> [Work to complete]
a) Answer these from the article on logistics trends in 2016:
(i) Which two large players are named as continuing to dominate the market?
(ii) Which rivals was Amazon's free one-hour restaurant delivery service meant to outdo?
(iii) Which two retailers are rolling out same-day click & collect programs?
b) Transcribe the part of the article on logistics trends in 2016 starting with "Same-day delivery is" and going on through "Dash touch-button technology.".

> [Source]
Watching a clock without a second hand can give the illusion that nothing is happening, that time is standing still. Watch for long enough and you start to see small movements, but over a year these incremental gains all add up.

Alex Verbeek

Looking back over 2016, the evolution of the logistics and supply chain industry might, at first glance, appear to have been imperceptible.

Spend a little more time looking at all that has happened and it becomes clear that the pace of development and change has been, and continues to be, more rapid than one might realise.

So what should we all have spotted during 2016? Well, progress is being made on so many fronts but I think that there are four key trends on the clock.

1) Market domination

First, the strong are getting stronger, with large players such as Amazon and DHL continuing to dominate the market.

Amazon Fresh delivery

Same-day delivery is now a ‘need-to-have’

Indeed, Amazon’s dominance only seems to be growing. It has taken more and more space while continually looking for new opportunities to offer more services and own a larger part of its supply chain.

Only last month, Amazon launched a free one-hour restaurant delivery service in a bid to outdo rivals Deliveroo and UberEATS.

2) Same day pays

Secondly, same-day delivery and same-day click & collect are no longer a ‘nice-to-have’ - they are a ‘need-to-have’. Many of the traditional retailers continue to recognise the need to provide more and more convenient ways to marry customers with their groceries.

Indeed, both Sainsbury’s and Tesco are rolling out same-day click & collect programmes, while Amazon, with its Prime members, has also launched its Dash touch-button technology.

3) Foreign financial firepower

Thirdly, foreign investment continues to pour into the UK with both new overseas e-tailers and investors entering the market.

(Collection entries)
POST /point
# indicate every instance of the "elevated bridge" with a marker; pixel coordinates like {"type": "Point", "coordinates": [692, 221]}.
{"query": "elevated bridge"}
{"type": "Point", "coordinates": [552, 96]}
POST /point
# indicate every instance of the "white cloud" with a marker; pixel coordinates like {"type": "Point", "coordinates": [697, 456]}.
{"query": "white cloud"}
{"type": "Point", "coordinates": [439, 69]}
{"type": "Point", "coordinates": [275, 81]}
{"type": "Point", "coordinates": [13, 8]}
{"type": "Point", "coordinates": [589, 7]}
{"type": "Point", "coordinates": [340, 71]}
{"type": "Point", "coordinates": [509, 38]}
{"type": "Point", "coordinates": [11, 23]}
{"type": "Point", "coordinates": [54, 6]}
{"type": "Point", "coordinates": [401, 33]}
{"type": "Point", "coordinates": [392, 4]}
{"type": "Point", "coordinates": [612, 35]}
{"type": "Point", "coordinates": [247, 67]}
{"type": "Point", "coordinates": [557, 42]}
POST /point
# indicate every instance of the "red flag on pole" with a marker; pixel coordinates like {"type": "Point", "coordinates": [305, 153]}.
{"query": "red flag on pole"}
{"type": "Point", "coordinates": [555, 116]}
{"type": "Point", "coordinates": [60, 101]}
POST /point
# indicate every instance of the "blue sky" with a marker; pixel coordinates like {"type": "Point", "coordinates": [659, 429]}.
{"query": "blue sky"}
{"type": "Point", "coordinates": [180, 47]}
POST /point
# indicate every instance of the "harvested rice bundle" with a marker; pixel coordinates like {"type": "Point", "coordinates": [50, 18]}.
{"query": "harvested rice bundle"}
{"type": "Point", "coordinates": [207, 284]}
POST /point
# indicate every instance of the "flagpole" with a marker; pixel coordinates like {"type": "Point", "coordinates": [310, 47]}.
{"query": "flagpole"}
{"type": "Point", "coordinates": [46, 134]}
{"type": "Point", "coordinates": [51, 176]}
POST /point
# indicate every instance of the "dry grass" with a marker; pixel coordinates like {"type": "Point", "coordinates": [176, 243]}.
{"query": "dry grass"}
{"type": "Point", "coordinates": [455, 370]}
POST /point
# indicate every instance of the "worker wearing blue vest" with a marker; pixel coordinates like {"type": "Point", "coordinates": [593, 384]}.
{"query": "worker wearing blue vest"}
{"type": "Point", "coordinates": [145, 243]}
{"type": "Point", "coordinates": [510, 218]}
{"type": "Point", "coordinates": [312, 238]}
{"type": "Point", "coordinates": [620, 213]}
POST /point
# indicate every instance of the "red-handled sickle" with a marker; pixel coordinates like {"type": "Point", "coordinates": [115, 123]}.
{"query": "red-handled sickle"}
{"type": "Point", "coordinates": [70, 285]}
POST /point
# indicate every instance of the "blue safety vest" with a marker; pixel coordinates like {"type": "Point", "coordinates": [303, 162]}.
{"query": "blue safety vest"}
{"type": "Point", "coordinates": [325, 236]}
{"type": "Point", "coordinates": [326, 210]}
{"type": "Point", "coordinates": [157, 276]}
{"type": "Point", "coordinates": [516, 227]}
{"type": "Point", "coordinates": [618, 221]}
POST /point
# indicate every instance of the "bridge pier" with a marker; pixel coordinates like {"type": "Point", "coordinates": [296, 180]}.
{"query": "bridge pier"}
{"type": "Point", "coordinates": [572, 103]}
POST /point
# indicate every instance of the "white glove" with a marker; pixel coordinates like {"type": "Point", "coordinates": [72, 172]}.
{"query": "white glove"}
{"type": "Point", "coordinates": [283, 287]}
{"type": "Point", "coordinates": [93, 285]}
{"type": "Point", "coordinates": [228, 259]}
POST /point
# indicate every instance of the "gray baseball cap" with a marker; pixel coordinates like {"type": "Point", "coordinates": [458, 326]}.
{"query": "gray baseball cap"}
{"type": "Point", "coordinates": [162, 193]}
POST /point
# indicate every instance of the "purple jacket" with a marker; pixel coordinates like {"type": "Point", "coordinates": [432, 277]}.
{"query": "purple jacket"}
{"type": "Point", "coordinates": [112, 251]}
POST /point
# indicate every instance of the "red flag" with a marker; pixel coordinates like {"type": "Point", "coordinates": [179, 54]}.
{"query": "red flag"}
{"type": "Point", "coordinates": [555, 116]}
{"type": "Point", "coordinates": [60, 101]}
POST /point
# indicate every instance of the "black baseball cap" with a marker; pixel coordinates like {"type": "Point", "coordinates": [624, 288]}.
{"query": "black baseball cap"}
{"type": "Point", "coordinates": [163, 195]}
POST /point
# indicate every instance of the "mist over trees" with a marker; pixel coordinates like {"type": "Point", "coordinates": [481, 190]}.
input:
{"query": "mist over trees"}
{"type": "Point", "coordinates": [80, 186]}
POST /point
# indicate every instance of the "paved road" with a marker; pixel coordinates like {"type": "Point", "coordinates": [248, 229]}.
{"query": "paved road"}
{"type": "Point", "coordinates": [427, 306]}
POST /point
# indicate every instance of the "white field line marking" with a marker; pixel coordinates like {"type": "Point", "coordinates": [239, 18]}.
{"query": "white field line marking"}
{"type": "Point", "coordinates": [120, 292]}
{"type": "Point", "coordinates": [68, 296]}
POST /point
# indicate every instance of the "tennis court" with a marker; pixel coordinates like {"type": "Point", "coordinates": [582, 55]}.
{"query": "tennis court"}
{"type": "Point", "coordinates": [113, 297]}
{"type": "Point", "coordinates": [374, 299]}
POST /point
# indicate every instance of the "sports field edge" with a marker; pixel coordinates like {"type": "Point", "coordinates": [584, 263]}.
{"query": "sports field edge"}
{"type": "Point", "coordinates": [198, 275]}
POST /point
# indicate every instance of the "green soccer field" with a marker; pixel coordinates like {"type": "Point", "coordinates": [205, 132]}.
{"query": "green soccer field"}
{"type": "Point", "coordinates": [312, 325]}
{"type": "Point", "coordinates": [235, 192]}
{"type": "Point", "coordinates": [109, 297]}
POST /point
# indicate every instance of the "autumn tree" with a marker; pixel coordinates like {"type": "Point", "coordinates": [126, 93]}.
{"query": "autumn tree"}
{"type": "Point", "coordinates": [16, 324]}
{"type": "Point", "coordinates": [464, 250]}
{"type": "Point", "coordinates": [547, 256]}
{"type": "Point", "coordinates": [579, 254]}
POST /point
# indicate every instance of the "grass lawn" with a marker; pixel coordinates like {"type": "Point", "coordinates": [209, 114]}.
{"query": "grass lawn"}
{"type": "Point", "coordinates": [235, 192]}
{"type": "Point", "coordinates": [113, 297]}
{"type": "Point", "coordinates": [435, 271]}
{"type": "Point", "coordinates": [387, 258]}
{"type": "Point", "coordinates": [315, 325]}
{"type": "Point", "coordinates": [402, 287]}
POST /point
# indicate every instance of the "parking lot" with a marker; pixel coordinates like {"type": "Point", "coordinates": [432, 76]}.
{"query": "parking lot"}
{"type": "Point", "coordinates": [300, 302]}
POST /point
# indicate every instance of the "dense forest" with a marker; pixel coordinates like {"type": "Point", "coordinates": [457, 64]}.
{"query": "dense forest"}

> [Problem solutions]
a)
(i) Amazon and DHL
(ii) Deliveroo and UberEATS
(iii) Sainsbury's and Tesco

b)
Same-day delivery is now a ‘need-to-have’

Indeed, Amazon’s dominance only seems to be growing. It has taken more and more space while continually looking for new opportunities to offer more services and own a larger part of its supply chain.

Only last month, Amazon launched a free one-hour restaurant delivery service in a bid to outdo rivals Deliveroo and UberEATS.

2) Same day pays

Secondly, same-day delivery and same-day click & collect are no longer a ‘nice-to-have’ - they are a ‘need-to-have’. Many of the traditional retailers continue to recognise the need to provide more and more convenient ways to marry customers with their groceries.

Indeed, both Sainsbury’s and Tesco are rolling out same-day click & collect programmes, while Amazon, with its Prime members, has also launched its Dash touch-button technology.